Description
Feature request
Let’s say I have a dataset with 5 samples with values [1, 2, 3, 4, 5], with 2 GPUs (for DDP) and batch size of 2. This dataset is an IterableDataset
since I am streaming it.
Now I split the dataset using split_dataset_by_node
to ensure it doesn’t get repeated. And since it’s already splitted, I don’t have to use DistributedSampler
(also they don't work with iterable datasets anyway)?
But in this case I noticed that the:
First iteraton:
first GPU will get → [1, 2]
first GPU will get → [3, 4]
Second iteraton:
first GPU will get → [5]
first GPU will get → Nothing
which actually creates an issue since in case of DistributedSampler
, the samples are repeated internally to ensure non of the GPUs at any iteration is missing any data for gradient sync.
So my questions are:
- Here since splitting is happening before hand, how to make sure each GPU get’s a batch at each iteration to avoid gradient sync issues?

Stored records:
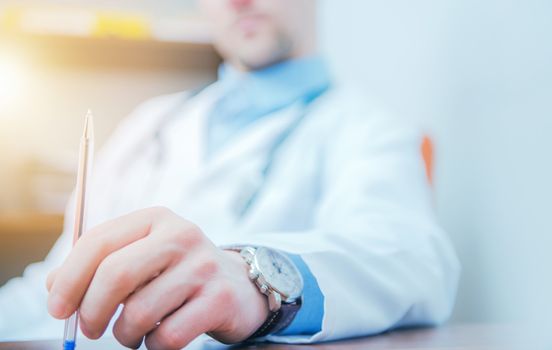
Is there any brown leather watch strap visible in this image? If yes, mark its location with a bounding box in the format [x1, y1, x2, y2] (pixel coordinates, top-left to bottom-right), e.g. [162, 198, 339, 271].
[247, 298, 301, 341]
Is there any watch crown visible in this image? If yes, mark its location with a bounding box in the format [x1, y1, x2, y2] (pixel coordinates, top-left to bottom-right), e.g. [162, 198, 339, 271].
[248, 269, 259, 280]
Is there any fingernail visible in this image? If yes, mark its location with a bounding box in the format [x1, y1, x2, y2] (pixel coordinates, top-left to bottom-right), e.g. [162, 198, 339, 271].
[48, 294, 67, 318]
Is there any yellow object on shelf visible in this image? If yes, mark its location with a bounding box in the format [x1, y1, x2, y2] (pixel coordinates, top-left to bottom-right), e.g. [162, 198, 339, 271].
[92, 12, 152, 39]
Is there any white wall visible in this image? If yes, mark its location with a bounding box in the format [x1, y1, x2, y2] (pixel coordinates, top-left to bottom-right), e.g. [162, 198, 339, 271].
[322, 0, 552, 323]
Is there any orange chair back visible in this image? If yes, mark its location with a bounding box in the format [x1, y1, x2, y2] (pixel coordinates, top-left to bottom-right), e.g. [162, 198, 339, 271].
[421, 136, 433, 185]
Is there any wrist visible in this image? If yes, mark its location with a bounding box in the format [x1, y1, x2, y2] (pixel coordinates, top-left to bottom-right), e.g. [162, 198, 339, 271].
[223, 250, 270, 342]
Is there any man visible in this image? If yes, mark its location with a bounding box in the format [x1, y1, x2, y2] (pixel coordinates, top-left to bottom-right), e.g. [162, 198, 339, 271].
[0, 0, 459, 349]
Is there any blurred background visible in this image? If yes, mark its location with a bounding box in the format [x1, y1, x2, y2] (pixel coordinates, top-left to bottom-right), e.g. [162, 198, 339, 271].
[0, 0, 552, 324]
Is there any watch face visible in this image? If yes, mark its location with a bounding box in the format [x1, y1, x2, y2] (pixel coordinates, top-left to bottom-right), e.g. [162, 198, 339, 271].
[255, 247, 303, 299]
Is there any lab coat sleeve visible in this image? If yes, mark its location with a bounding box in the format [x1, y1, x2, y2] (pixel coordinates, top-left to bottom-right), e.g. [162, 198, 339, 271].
[226, 113, 460, 343]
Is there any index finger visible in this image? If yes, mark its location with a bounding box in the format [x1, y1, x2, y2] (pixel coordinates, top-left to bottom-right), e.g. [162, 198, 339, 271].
[48, 208, 162, 319]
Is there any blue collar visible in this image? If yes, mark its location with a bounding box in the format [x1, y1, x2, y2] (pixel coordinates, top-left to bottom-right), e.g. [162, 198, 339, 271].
[219, 56, 331, 112]
[206, 56, 330, 155]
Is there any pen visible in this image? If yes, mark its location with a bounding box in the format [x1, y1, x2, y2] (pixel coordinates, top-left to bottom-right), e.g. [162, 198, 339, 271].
[63, 110, 94, 350]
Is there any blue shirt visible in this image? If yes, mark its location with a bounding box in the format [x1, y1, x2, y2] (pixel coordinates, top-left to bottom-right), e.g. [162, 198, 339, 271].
[207, 56, 330, 335]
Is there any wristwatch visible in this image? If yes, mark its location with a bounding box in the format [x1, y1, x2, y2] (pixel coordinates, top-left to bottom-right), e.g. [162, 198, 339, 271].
[233, 247, 303, 340]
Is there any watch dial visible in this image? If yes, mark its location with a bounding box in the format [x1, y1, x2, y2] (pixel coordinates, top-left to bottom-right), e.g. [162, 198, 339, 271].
[256, 248, 303, 298]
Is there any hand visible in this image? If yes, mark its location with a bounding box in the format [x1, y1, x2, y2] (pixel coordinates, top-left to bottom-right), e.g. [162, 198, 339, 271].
[47, 208, 268, 349]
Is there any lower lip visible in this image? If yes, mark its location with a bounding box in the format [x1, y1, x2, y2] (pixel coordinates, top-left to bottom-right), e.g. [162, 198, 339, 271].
[237, 16, 263, 34]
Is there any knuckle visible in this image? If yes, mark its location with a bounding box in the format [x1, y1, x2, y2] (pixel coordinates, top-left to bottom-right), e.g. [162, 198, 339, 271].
[174, 222, 203, 248]
[158, 326, 186, 349]
[96, 255, 134, 290]
[123, 303, 153, 330]
[215, 282, 237, 309]
[145, 206, 174, 217]
[194, 258, 219, 279]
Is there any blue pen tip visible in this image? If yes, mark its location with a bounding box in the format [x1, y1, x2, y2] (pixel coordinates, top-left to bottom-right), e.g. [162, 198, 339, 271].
[63, 340, 76, 350]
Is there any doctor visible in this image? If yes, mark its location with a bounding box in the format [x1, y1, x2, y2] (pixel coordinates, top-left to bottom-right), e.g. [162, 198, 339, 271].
[0, 0, 459, 349]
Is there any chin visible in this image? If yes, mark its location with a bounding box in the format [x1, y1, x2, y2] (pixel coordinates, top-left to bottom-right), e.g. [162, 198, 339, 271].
[236, 40, 292, 70]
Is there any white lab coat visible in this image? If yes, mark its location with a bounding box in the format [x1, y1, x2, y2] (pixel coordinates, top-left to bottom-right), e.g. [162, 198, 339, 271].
[0, 83, 460, 342]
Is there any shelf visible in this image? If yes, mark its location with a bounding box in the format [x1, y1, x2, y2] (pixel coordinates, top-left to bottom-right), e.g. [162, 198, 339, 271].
[0, 34, 220, 70]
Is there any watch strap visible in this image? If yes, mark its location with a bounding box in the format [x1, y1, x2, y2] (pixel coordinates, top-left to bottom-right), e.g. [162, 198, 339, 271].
[247, 298, 301, 340]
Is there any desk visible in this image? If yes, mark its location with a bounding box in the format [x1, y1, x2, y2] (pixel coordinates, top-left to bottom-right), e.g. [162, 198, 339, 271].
[0, 324, 552, 350]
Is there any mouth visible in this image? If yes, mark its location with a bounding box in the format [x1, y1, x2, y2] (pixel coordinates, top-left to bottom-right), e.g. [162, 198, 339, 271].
[235, 13, 268, 37]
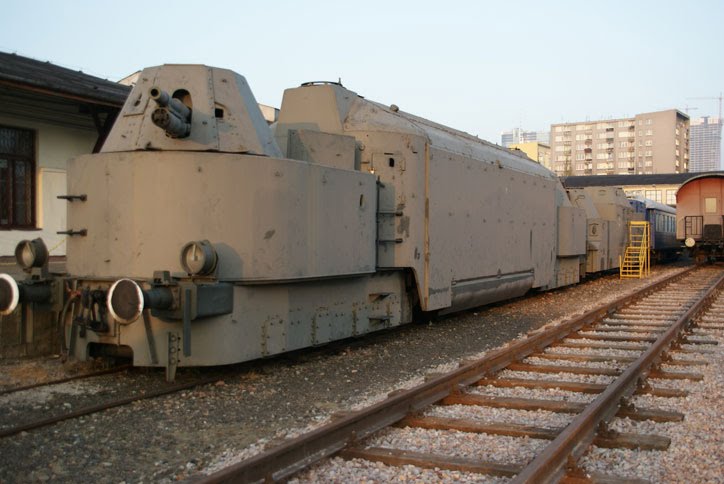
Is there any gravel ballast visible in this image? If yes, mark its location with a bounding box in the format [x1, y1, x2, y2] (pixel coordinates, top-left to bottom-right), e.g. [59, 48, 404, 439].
[0, 268, 716, 482]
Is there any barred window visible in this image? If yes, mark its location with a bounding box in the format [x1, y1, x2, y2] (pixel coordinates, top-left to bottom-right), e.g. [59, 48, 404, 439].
[0, 126, 35, 229]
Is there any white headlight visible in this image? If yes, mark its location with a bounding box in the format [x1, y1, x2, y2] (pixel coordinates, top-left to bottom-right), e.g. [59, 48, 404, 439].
[0, 274, 20, 316]
[15, 239, 48, 269]
[181, 240, 217, 276]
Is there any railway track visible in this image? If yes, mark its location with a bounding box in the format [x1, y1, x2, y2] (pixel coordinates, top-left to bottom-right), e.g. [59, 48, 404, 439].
[203, 267, 724, 483]
[0, 365, 226, 438]
[0, 365, 133, 397]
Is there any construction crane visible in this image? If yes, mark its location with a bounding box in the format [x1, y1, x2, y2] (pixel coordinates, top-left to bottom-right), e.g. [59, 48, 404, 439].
[686, 93, 724, 119]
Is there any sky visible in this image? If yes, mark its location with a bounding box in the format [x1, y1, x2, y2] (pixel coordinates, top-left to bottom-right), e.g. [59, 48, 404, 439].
[0, 0, 724, 149]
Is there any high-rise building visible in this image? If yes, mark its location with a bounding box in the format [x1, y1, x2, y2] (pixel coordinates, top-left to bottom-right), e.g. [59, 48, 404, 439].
[551, 109, 689, 176]
[689, 116, 721, 171]
[500, 128, 551, 148]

Activity 1 -
From the dataset-splitting issue, return the passage word for word. Begin at the words "But in this" and stop after "gradient sync issues?".
Activity 2 -
In the dataset-splitting issue, which function does the author use to split the streamed dataset?
Activity 3 -
Continue the issue about splitting a streamed dataset across GPUs, starting after its last sentence.

Exercise response 1 -
But in this case I noticed that the:
First iteraton:
first GPU will get → [1, 2]
first GPU will get → [3, 4]
Second iteraton:
first GPU will get → [5]
first GPU will get → Nothing
which actually creates an issue since in case of DistributedSampler
, the samples are repeated internally to ensure non of the GPUs at any iteration is missing any data for gradient sync.
So my questions are:
- Here since splitting is happening before hand, how to make sure each GPU get’s a batch at each iteration to avoid gradient sync issues?

Exercise response 2 -
split_dataset_by_node

Exercise response 3 -
- Do we need to use
DistributedSampler
? If yes, how? - in the docstrings of
split_dataset_by_node
, this is mentioned: "If the dataset has a number of shards that is a factor ofworld_size
(i.e. ifdataset.n_shards % world_size == 0
), then the shards are evenly assigned across the nodes, which is the most optimized. Otherwise, each node keeps 1 example out ofworld_size
, skipping the other examples." Can you explain the last part here? - If
dataset.n_shards % world_size != 0
, is it possible to shard the streaming dataset on the fly to avoid the case where data is missing?
Motivation
Somehow streaming datasets should work with DDP since for big LLMs a lot of data is required and DDP/multi-node is mostly used to train such models and streaming can actually help solve the data part of it.
Your contribution
Yes, I can help in submitting the PR once we get mutual understanding on how it should behave.